● PROBLEM DETAILS
Print every record below exactly as it stands, but leave out the pictures.

= Beginning of Section =

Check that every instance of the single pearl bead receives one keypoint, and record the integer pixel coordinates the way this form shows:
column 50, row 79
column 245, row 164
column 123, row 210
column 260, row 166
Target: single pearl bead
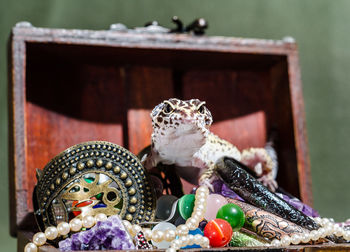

= End of Section =

● OUTPUT BELOW
Check that every instance of the single pearl bead receives one keypoint, and record the integer pixel coordinates the way this form shows:
column 50, row 79
column 245, row 164
column 123, row 210
column 260, row 166
Target: single pearl bead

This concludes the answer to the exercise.